CONSEGNA ESERCIZIO
Prosegui l'articolo sul derby Milan-Inter in semifinale di Champions League a partire dall'ultima frase riportata.
##### TESTO DI PARTENZA #####
Calcio

Schiavo della vittoria e meno italiano: 20 anni dopo, sarà un altro derby

Milan e Inter tornano a sfidarsi in una semifinale di Champions League, dopo quella del 2003 andata ai rossoneri grazie a due pareggi - Rispetto ai fasti di allora, l’Italia torna a esaltare i suoi club e i suoi allenatori, ma deve fare i conti con meno giocatori locali e proprietà lontane
©EPA/DAL ZENNARO
Massimo Solari
21.04.2023 06:00

Il campo, questa volta, dovrà essere sincero sino in fondo. Vincere pareggiando non sarà possibile. Anche se poi, rispettare quel regolamento lì, goderne anche, vale molto di più che calpestare bellamente le regole civili. Travestendo nel peggiore dei modi un’altra doppia sfida continentale; impedendole - appunto - di elevare una squadra sull’altra se non a tavolino. Si riparte dal 2003 e dal 2005, insomma. Da due pareggi e un petardo lanciato addosso a Nelson Dida. Dal Milan trionfatore, sempre e comunque. E, di riflesso, da una ferita dalla quale non ha mai smesso di sgorgare sangue nerazzurro. Sì, il derby della Madonnina metterà di nuovo in palio una fetta importante d’Europa. Riporterà Milano - e una fra le sue due figlie - ai vertici della competizione per club più prestigiosa al mondo. E poco importa, almeno per un mese, se sul fronte opposto si disputerà «la finale anticipata» fra Real e City. Il cuore di San Siro tornerà a battere all’impazzata, generando emozioni e ansia. Le promesse si sprecheranno. Ai rossoneri, al fine di confermare una tradizione da primattrice sulla scena internazionale e in caso di duelli meneghini. Alla «beneamata» e ai suoi tifosi, invece, il sapore della vendetta ha già iniziato a inebriare i sensi. Una cosa è certa: vent’anni dopo, Milan e Inter daranno vita a un penultimo atto di Champions League molto diverso da allora.
##### ESTRATTI DEI DATI #####
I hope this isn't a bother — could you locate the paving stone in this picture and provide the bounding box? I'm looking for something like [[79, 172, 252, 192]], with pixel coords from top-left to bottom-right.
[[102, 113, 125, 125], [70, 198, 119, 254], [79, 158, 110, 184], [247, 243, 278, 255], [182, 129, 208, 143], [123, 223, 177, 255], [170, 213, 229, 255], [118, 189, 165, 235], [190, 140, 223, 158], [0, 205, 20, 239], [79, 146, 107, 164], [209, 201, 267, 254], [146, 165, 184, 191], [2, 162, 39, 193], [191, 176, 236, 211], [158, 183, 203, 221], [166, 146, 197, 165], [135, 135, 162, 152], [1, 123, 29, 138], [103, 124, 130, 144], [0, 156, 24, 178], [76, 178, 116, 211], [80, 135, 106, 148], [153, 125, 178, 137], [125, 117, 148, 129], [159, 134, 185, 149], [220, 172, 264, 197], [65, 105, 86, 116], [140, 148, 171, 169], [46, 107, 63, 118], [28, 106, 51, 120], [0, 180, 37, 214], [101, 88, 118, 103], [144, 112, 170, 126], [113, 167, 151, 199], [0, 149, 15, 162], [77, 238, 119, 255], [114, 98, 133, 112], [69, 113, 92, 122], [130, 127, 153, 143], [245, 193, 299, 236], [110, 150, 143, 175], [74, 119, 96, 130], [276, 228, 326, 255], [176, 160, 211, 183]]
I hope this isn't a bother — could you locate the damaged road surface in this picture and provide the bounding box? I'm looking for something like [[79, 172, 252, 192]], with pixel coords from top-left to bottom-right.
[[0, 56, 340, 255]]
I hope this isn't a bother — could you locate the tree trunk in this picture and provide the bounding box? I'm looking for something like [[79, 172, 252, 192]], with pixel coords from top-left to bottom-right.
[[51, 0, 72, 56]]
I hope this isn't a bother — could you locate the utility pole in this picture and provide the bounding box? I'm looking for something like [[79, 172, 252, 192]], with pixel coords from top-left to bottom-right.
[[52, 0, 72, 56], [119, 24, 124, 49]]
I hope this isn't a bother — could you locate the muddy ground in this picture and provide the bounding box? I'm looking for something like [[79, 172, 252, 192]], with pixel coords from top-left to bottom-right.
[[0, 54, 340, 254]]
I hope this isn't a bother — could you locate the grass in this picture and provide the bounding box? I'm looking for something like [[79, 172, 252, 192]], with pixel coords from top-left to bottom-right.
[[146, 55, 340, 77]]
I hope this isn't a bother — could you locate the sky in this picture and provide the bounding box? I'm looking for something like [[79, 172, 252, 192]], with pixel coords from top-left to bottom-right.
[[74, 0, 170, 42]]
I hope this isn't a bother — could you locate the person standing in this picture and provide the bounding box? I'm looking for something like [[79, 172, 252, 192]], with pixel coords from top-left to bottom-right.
#####
RISPOSTA AL COMPITO
Apprendisti e pure a rischio

Della variabile «gol in trasferta», abbiamo accennato. Non accadrà più, perché l’abbuono in questione - con provvida scelta - è stato abolito dalla scorsa stagione. Nella primavera del 2003, comunque, non ne beneficiò solo il Milan. Val la pena ricordarlo. Certo, i rossoneri fecero l’affarone in semifinale, da «San Zero» - come titolò il Daily Mail dopo lo 0-0 dell’andata - alla zampata di Sheva, più pesante del guizzo di Martins. Nel turno precedente, tuttavia, l’Inter aveva capitalizzato addirittura una sconfitta: 2-1 a Valencia, dopo l’1-0 firmato Vieri una settimana prima. Erano le squadre allenate da Carlo Ancelotti ed Hector Cuper. Ieri come oggi tagliate fuori (o quasi) dalla corsa scudetto. Alla vigilia della gara di ritorno, non a caso, la Gazzetta osò titolare «Chi non vince licenziato è», riservando una pagina speciale ai due tecnici. Nel 2023, un approfondimento del genere accoglierebbe solo un profilo su due: quello di Simone Inzaghi. La guida nerazzurra divide - e parecchio - nonostante e a causa della Champions, splendida realtà del presente e però anche obiettivo che rischia di sfumare clamorosamente nella prossima stagione. Il collega ed ex Stefano Pioli, per contro, non ha ancora esaurito il credito incassato grazie all’ultimo scudetto. Entrambi, ad ogni modo, sembrano controfigure e finanche apprendisti se paragonati agli omologhi dell’altra sfida: Ancelotti - quattro trofei più tardi - e Pep Guardiola. Già. Eppure, a ben guardare, vent’anni fa la situazione si presentava allo stesso modo, con Marcello Lippi (Juventus) e Vicente del Bosque (Real) impegnati nella seconda semifinale e infine beffati.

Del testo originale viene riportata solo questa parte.